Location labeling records
——

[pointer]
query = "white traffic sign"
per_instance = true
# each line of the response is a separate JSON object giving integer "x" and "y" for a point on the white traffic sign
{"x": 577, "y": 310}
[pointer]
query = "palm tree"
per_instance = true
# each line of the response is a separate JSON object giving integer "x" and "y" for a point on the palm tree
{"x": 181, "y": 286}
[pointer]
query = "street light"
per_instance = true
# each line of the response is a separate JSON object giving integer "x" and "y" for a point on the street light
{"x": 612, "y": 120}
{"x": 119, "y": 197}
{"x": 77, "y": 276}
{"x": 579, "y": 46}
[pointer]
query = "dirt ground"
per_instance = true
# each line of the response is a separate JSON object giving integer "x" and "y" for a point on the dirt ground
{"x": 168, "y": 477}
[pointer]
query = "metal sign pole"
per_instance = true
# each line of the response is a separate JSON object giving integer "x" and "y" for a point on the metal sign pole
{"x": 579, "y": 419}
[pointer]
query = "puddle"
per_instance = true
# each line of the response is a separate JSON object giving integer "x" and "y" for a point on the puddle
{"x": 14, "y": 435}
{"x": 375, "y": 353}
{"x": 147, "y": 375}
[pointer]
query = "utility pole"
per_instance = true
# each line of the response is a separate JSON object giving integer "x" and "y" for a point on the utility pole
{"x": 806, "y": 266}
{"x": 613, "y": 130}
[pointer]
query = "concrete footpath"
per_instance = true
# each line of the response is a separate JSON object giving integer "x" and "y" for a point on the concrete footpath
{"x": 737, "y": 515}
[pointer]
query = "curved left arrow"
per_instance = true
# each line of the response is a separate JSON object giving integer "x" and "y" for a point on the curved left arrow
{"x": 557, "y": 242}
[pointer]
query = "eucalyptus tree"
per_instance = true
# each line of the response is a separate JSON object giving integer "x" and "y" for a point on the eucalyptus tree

——

Set problem ▸ Every record above must be duplicated exactly.

Solution for this task ▸
[pointer]
query = "white traffic sign"
per_instance = true
# each line of the response is a separate JSON object giving integer "x" and "y" for a point on the white traffic sign
{"x": 577, "y": 310}
[pointer]
query = "palm tree"
per_instance = true
# each line of the response is a separate JSON object giving integer "x" and "y" for a point on the palm tree
{"x": 181, "y": 286}
[pointer]
query = "street light"
per_instance = true
# each line of the response is a separate JSON object giving integer "x" and "y" for a point on the street light
{"x": 612, "y": 120}
{"x": 119, "y": 197}
{"x": 77, "y": 276}
{"x": 579, "y": 46}
[pointer]
query = "dirt ground"
per_instance = true
# each line of the response is a separate JSON object giving integer "x" and "y" for a point on the dirt ground
{"x": 168, "y": 477}
[pointer]
query = "metal sign pole"
per_instance = true
# each line of the response is a separate JSON object giving integer "x" and "y" for a point on the metal sign pole
{"x": 579, "y": 419}
[pointer]
query = "puddle"
per_instance = true
# each line of the response is a separate JSON object giving integer "x" and "y" for a point on the puddle
{"x": 14, "y": 435}
{"x": 375, "y": 353}
{"x": 147, "y": 375}
[pointer]
query = "utility pole"
per_instance = true
# each line of the response is a separate JSON object giving integer "x" and "y" for a point on the utility pole
{"x": 806, "y": 266}
{"x": 613, "y": 130}
[pointer]
query = "concrete footpath"
per_instance = true
# each line of the response is a separate JSON object giving integer "x" and "y" for a point on the concrete footpath
{"x": 737, "y": 515}
[pointer]
query = "curved left arrow"
per_instance = true
# each line of the response is a separate JSON object giving integer "x" and "y" for a point on the curved left arrow
{"x": 557, "y": 242}
[pointer]
query = "eucalyptus tree"
per_instance = true
# each line of the response is a separate JSON object giving integer "x" and "y" for a point on the eucalyptus tree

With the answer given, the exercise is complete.